Exercise goal
What is the number of lines in the entries that contain "fabric"? Reply with that number only.

Collection entries
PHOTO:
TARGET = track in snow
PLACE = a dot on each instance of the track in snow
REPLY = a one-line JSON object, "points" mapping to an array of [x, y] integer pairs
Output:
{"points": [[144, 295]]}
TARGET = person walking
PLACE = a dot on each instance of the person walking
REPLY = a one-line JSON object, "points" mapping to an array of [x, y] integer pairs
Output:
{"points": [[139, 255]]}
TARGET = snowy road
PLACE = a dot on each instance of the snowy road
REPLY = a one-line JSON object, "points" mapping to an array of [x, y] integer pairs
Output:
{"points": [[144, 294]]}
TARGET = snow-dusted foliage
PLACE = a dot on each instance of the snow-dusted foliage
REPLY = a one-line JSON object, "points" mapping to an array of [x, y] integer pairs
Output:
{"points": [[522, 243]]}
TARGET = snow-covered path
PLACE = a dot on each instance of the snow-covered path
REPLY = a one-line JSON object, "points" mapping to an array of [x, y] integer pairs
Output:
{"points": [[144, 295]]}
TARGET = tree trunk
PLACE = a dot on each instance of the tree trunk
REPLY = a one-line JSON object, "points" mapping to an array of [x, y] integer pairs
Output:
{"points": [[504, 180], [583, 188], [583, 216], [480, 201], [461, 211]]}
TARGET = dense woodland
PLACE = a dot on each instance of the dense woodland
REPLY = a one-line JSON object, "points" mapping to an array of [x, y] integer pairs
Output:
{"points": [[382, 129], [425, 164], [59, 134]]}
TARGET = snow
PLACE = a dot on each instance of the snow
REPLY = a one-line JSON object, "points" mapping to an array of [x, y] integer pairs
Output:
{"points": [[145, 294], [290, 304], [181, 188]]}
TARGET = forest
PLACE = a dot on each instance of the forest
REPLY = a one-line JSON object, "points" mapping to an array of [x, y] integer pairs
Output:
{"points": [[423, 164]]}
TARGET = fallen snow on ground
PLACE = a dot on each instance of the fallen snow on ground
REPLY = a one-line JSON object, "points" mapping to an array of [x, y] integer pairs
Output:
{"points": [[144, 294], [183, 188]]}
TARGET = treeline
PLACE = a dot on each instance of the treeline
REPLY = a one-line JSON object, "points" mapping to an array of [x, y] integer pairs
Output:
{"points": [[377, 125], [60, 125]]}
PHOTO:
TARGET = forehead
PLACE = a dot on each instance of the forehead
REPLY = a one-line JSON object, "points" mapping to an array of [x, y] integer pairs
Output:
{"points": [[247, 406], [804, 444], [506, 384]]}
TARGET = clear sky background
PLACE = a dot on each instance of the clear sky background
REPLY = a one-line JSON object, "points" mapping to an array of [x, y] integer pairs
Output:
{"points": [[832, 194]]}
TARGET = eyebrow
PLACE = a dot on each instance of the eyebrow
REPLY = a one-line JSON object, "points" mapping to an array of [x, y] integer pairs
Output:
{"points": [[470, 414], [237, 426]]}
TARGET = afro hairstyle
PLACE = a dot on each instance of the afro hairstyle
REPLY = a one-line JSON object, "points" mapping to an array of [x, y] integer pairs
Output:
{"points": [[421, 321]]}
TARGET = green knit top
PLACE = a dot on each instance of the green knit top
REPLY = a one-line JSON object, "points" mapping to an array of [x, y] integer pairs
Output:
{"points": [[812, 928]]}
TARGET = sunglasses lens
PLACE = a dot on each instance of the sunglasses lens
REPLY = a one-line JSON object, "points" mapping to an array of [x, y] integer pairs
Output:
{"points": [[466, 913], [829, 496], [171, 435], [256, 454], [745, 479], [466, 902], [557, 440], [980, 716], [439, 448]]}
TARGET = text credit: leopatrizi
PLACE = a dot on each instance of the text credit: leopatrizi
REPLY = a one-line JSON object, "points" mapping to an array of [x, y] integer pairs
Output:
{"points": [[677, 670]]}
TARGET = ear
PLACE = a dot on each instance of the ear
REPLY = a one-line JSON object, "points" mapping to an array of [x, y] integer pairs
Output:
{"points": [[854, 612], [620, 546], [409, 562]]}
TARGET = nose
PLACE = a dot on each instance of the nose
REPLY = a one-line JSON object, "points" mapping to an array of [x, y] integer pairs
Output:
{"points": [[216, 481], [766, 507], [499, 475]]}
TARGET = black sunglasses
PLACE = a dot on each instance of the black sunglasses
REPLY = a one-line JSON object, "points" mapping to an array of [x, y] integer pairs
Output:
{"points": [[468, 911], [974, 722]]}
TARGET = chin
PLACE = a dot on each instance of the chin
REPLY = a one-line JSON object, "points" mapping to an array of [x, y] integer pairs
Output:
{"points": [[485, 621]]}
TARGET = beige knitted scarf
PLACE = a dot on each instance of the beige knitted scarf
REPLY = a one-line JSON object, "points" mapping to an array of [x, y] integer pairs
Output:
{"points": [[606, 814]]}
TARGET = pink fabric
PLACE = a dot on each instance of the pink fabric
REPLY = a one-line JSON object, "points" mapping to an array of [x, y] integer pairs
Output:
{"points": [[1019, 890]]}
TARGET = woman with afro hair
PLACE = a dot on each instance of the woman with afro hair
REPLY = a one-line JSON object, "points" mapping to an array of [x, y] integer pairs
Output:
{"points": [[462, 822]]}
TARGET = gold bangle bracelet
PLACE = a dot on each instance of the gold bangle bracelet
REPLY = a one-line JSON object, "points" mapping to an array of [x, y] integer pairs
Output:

Exercise response
2